> **What you have to do**
Pick out every line of the records that contains the word "drum", and copy each one.

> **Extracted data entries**

____________

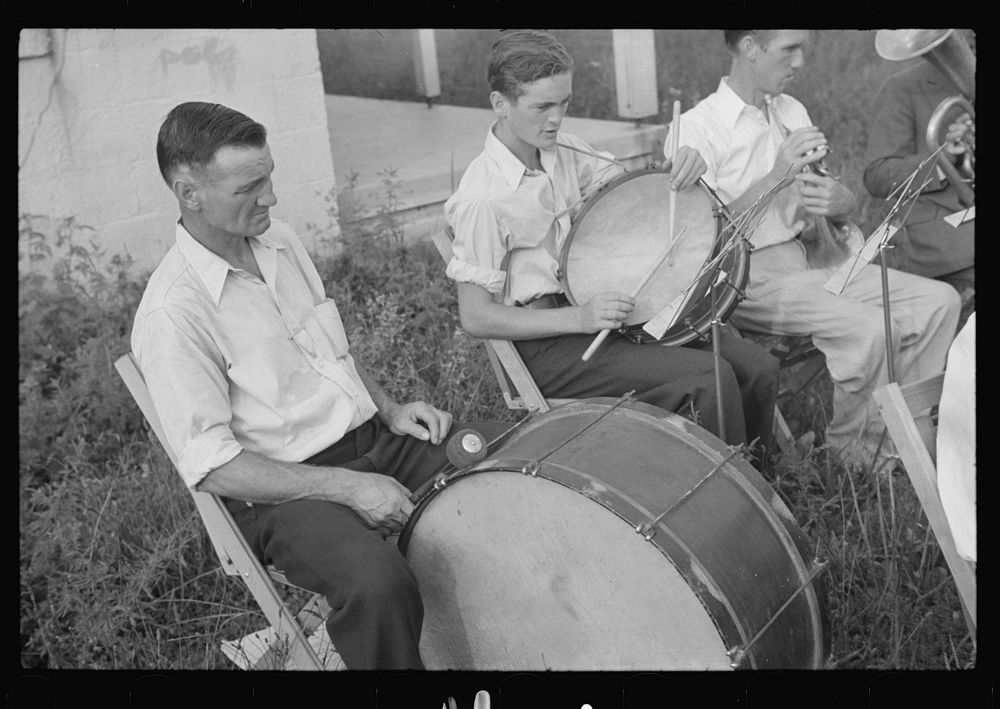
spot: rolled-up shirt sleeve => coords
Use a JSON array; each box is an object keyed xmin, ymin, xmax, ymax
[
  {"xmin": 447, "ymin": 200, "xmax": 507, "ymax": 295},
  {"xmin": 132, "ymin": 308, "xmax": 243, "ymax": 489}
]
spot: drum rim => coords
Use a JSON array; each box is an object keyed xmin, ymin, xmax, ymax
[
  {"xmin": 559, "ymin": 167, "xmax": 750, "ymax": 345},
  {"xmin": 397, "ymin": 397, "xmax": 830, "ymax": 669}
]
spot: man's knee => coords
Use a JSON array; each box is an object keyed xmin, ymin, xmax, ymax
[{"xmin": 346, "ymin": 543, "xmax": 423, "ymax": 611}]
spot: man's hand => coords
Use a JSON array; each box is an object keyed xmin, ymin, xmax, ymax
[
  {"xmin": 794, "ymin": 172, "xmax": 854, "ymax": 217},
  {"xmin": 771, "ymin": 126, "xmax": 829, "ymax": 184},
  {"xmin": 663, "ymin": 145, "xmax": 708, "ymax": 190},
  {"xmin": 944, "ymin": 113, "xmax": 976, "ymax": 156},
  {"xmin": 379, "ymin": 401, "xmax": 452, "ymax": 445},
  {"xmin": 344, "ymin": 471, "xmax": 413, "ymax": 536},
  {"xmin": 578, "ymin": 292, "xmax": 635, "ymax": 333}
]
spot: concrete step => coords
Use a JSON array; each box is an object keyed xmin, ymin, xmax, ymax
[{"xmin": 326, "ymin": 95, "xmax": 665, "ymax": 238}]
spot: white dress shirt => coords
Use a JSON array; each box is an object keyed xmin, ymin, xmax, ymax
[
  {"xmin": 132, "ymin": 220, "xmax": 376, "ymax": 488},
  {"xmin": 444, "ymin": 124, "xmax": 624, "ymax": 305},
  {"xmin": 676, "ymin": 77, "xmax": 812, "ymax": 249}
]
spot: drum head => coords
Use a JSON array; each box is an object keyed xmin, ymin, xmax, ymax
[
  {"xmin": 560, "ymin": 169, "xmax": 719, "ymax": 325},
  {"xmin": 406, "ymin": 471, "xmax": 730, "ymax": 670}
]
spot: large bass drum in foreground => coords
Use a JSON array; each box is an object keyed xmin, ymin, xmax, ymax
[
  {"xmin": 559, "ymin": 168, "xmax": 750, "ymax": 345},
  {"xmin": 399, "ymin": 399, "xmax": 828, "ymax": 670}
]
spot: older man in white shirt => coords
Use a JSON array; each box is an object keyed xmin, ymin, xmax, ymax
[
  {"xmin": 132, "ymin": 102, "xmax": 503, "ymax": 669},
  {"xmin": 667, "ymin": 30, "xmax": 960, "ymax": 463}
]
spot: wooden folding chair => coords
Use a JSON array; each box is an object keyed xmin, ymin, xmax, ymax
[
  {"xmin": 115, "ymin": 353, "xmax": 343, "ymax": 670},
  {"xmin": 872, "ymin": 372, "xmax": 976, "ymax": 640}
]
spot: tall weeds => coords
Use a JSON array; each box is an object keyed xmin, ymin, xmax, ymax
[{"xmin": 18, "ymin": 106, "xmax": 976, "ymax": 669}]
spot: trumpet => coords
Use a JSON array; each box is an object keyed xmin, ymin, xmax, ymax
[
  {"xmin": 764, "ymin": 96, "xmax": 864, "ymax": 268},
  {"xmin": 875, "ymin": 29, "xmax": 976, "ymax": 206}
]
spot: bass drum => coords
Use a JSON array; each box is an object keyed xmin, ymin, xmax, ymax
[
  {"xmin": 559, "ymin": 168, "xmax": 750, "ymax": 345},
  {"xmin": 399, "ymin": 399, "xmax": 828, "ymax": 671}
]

____________

> **Result**
spot: drum rim => coords
spot: drum head => coords
spot: large bass drum in foreground => coords
spot: bass drum => coords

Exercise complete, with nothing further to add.